**Texto fornecido:**

__________________________________________________

O mesmo levantamento, contudo, nos informa que cerca de 50% dos médicos respondentes à pesquisa e que trabalham em serviços públicos de Saúde, diante de um caso de aborto - ainda que previsto em lei - optam por pedir a outro profissional para que realize o procedimento.

Outro estudo do Cemicamp revela que, no âmbito do Poder Judiciário, quatro de cada cinco magistrados que vivenciaram uma GRAVIDEZ indesejada decidiram que a situação justificava a prática do aborto. No entanto, cerca de 50% dos juízes não abrem mão da exigência de alvará judicial para autorização da prática de aborto prevista em lei (casos de risco iminente de morte para a mãe e Estupro), procedimento desnecessário conforme as próprias normas jurídicas vigentes.

Esses indicadores demonstram que, quando estamos mais próximos de quem vivencia uma GRAVIDEZ indesejada, é maior a tendência a justificar a interrupção voluntária da gestação, ainda que isso não signifique alteração na rejeição ao aborto em si.

Todas as pesquisas de opinião revelam que a maioria dos brasileiros preferiria que nenhuma mulher tivesse que provocar um aborto. Mesmo aquelas mulheres que terminaram por provocar um aborto manifestavam opinião contrária a essa prática, até se verem na situação que as levou a optar pela interrupção da gestação.

O que está por ser aferido - e a reação da opinião pública ao caso das 9.896 mato-grossenses poderá contribuir para esse balizamento - é a taxa de rejeição a prisões de mulheres por aborto, na sociedade brasileira.

O primeiro passo foi dado, na semana passada, por um conjunto de organizações feministas e de defesa dos direitos das mulheres, que denunciou à Subcomissão da Defesa da mulher, no Senado Federal, a violação dos direitos humanos das mulheres no contexto do caso de Campo Grande.

__________________________________________________

**Registros:**
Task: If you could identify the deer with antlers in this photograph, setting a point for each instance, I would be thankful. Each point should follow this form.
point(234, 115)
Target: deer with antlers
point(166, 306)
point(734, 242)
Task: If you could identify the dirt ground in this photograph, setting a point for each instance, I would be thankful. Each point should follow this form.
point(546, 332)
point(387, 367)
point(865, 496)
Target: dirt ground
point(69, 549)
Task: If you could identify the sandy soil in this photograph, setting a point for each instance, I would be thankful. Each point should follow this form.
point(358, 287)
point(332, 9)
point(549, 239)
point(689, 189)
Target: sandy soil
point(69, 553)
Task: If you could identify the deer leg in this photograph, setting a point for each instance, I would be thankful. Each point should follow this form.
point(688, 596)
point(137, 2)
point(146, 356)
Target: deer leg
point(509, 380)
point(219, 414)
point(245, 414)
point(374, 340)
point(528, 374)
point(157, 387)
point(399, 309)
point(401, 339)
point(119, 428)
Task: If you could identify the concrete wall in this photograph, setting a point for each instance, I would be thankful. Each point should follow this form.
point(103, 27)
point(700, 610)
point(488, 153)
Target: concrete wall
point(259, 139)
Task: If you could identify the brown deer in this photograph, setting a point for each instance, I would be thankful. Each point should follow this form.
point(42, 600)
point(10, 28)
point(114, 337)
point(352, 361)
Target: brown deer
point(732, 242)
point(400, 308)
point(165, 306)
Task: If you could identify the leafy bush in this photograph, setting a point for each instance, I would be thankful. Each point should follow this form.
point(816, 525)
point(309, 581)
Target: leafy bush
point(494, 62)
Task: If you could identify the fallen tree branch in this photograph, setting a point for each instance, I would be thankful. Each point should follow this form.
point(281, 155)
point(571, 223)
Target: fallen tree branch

__________________________________________________

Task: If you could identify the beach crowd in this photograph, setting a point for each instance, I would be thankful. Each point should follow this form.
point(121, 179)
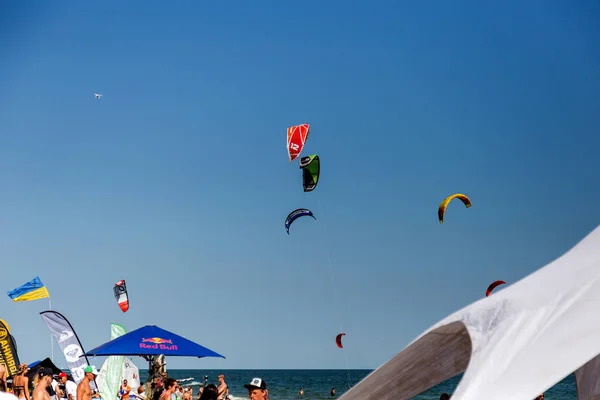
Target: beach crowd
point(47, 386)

__________________________________________________

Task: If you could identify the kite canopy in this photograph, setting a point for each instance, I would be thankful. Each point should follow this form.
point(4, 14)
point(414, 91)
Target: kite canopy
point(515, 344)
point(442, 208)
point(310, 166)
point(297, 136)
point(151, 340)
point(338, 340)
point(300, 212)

__________________________________________________

**Tarefas propostas:**
1. Diga se cada afirmação a seguir está de acordo com o texto. Responda sim ou não e cite literalmente as palavras do texto que decidem a questão. (a) Cerca de metade dos médicos que trabalham em serviços públicos de saúde e responderam à pesquisa pede a outro profissional que realize o aborto. (b) Todos os magistrados que vivenciaram uma gravidez indesejada consideraram que a situação justificava o aborto. (c) As pesquisas de opinião mostram que a maioria dos brasileiros preferiria que nenhuma mulher tivesse que provocar um aborto.
2. Edite o trecho do texto que começa com as palavras "Todas as pesquisas" e termina com "de Campo Grande.", substituindo "semana passada" por "semana anterior". Reproduza o trecho inteiro com essa única alteração.

**Respostas:**
1.
(a) Sim: "cerca de 50% dos médicos respondentes à pesquisa e que trabalham em serviços públicos de Saúde, diante de um caso de aborto - ainda que previsto em lei - optam por pedir a outro profissional para que realize o procedimento".
(b) Não: "quatro de cada cinco magistrados que vivenciaram uma GRAVIDEZ indesejada decidiram que a situação justificava a prática do aborto".
(c) Sim: "Todas as pesquisas de opinião revelam que a maioria dos brasileiros preferiria que nenhuma mulher tivesse que provocar um aborto".

2.
Todas as pesquisas de opinião revelam que a maioria dos brasileiros preferiria que nenhuma mulher tivesse que provocar um aborto. Mesmo aquelas mulheres que terminaram por provocar um aborto manifestavam opinião contrária a essa prática, até se verem na situação que as levou a optar pela interrupção da gestação.

O que está por ser aferido - e a reação da opinião pública ao caso das 9.896 mato-grossenses poderá contribuir para esse balizamento - é a taxa de rejeição a prisões de mulheres por aborto, na sociedade brasileira.

O primeiro passo foi dado, na semana anterior, por um conjunto de organizações feministas e de defesa dos direitos das mulheres, que denunciou à Subcomissão da Defesa da mulher, no Senado Federal, a violação dos direitos humanos das mulheres no contexto do caso de Campo Grande.